Je veux vous parler aujourd’hui d’un sujet qui me tient énormément à cœur : le handicap de ma petite sœur. Au début du mois, Myriam nous parlait sur Ton Petit Look de l’importance de combattre les préjugés et de voir plus loin que le diagnostic. Je vous parlerai d’un autre côté de la médaille : grandir avec une sœur handicapée.
J’ai un an et demi de différence avec Gabrielle, ma petite sœur. Vers ses deux ans, mes parents ont appris qu’elle était dysphasique. C’est un handicap complexe à définir, mais tout son développement en a été affecté. Notre enfance a été assez mouvementée et je la dénigrais tout le temps…
J’ai une piètre mémoire, beaucoup de choses m’ont été racontées par ma mère, mais autant, j’étais celle qui la comprenait le mieux, autant, j’étais celle qui la rejetait le plus. Je détestais son handicap, je détestais cette partie d’elle qui faisait que je n’avais pas une sœur « normale ». Ce handicap qui faisait que lorsque je jouais avec elle, il fallait répéter, être patiente. Toutes ces années, je n’ai pas été patiente avec elle. Je l’aimais, mais j’étais fâchée. Elle prenait tellement d’attention, et à travers mes yeux d’enfant, c’était moi qui subissais une carence face à elle, moi qui « perdais » l’attention de mes parents. Je la rabrouais tout le temps sur sa lenteur physique, ses incapacités, j’étais réellement son pire bourreau.

> _Consigne A_: Dans l'extrait sur le handicap de Gabrielle, vers quel âge ses parents ont-ils appris qu'elle était dysphasique ?
> _Consigne B_: Poursuivez le récit sur l'enfance aux côtés de Gabrielle, la petite sœur dysphasique, à la suite de sa dernière phrase.

> _Données_:
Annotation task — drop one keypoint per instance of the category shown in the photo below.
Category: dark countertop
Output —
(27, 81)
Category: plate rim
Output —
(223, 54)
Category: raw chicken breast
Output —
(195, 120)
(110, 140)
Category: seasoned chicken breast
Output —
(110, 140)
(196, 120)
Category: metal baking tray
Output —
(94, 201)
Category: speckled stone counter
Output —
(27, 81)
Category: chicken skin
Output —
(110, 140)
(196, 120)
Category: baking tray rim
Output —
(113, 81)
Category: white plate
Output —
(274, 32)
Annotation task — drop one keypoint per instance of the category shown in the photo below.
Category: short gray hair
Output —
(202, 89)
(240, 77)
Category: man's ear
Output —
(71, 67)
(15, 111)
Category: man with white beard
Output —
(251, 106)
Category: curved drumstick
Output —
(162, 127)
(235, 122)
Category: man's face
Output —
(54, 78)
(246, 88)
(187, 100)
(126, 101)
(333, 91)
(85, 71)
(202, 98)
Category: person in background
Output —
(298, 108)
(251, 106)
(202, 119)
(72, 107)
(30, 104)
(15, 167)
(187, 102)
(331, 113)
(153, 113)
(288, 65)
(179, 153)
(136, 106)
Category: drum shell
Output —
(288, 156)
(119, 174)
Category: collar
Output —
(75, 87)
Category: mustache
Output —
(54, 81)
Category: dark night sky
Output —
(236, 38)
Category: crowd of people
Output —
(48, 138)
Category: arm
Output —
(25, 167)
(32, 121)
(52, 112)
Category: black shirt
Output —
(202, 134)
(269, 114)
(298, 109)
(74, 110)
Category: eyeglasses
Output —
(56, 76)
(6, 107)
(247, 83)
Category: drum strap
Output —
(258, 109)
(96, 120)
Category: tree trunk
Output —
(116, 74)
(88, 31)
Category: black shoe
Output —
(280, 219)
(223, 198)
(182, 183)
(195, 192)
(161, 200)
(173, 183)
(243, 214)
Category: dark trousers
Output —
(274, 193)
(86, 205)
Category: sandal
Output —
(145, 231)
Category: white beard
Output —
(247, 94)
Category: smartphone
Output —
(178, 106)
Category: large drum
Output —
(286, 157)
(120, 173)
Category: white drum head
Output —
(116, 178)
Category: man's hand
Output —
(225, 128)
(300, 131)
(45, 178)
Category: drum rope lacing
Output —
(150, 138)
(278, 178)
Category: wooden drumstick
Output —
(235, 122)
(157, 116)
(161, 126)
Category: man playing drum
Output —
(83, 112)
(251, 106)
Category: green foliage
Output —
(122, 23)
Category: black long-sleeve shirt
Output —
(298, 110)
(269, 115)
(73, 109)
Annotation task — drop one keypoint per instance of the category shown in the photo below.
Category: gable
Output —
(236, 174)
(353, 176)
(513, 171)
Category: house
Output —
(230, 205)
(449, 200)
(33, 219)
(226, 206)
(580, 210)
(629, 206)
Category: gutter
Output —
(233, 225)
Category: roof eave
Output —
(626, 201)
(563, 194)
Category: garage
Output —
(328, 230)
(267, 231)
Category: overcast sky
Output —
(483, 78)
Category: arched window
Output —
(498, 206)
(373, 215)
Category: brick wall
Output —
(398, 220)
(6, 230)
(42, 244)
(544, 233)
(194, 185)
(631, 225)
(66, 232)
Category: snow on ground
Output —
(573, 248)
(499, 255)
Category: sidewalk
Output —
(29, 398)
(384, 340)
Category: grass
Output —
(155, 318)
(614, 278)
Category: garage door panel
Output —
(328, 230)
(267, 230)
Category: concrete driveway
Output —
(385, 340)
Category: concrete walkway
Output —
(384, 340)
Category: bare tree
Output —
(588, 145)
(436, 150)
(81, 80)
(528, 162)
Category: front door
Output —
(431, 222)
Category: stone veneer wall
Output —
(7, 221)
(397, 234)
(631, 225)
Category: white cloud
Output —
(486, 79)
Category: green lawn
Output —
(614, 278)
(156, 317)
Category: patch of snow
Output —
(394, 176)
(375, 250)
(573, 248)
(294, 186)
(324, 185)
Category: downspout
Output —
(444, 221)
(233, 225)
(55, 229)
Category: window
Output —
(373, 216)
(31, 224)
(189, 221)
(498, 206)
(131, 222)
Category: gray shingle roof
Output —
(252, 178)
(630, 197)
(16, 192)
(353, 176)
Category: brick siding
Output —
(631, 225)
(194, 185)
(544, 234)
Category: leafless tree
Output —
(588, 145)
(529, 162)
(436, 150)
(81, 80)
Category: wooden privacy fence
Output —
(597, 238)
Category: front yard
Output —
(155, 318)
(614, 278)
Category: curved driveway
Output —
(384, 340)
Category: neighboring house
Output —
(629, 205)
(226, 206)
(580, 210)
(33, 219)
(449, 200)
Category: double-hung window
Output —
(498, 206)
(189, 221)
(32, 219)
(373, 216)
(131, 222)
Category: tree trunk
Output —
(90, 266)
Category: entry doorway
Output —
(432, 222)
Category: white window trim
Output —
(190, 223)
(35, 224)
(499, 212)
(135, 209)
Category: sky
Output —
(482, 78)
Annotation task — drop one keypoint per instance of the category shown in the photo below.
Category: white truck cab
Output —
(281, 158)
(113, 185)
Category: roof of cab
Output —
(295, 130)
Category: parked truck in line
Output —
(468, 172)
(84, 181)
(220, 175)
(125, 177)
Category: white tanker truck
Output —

> _Réponse A_: Vers ses deux ans.

> _Réponse B_:
J’en ai excessivement honte maintenant, des années plus tard. Ça m’a pris une sortie du cocon familial pour comprendre pourquoi je détestais son handicap, cette partie d’elle qui ne la définit pourtant pas en entier. Grandir avec un enfant handicapé, c’est très difficile. Il faut faire des compromis, il faut devenir indépendante plus rapidement parce que les parents ont une « charge de travail » supplémentaire, il faut expliquer aux amis qui viennent à la maison que ma petite sœur est différente, mais qu’elle est très gentille. C’est faire un deuil, et c’est la raison de ma colère face à elle.
J’étais en colère de ne jamais pouvoir partager mes vêtements avec elle, parler de garçons, boire en cachette, se confier. J’étais en colère de ne pas pouvoir vivre ce rêve hollywoodien d’une relation fraternelle parfaite avec ma sœur.
Avec le recul, voici ce que j’ai compris : oui, ma relation avec ma sœur ne sera jamais à l’image de ce que m’ont appris la société et les films hollywoodiens, mais j’en tire beaucoup plus que si ma Gaboue avait été une enfant sans handicap. À son contact, j’ai appris l’ouverture d’esprit, j’ai appris la persévérance et le courage. J’ai compris que les limites d’une personne ne sont pas ce qui la définit, mais plutôt sa réaction face aux défis.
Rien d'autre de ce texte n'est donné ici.